------ Exercise material ------
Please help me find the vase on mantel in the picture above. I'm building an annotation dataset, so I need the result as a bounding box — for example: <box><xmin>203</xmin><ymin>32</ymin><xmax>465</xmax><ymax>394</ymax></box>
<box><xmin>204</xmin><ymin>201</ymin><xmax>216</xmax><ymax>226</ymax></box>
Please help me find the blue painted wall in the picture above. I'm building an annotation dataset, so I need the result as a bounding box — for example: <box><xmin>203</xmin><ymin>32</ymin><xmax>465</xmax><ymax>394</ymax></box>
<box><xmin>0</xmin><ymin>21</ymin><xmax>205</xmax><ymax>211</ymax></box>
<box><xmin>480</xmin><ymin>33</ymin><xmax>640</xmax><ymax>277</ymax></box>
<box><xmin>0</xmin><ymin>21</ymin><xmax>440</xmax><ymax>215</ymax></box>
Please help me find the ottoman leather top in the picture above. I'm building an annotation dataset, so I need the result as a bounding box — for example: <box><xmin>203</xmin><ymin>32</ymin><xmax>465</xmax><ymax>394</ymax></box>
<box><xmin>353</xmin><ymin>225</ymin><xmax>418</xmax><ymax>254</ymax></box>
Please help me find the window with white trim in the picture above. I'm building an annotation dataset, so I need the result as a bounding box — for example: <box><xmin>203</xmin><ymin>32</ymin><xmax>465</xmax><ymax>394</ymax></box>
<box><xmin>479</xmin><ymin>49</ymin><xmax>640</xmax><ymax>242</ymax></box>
------
### The request:
Lay out the stretch of material from the line containing "Please help me find the window" through the end as a CSV with two columns, input and output. Give one row per item: its wording in input and its answer in output, each in a quoted field with line breaks turned into spaces.

### The completed task:
input,output
"Please help me find the window with white trim in the picture above. I'm building an annotation dataset, so I need the result as a bounding box — for example: <box><xmin>203</xmin><ymin>32</ymin><xmax>465</xmax><ymax>394</ymax></box>","<box><xmin>479</xmin><ymin>49</ymin><xmax>640</xmax><ymax>242</ymax></box>"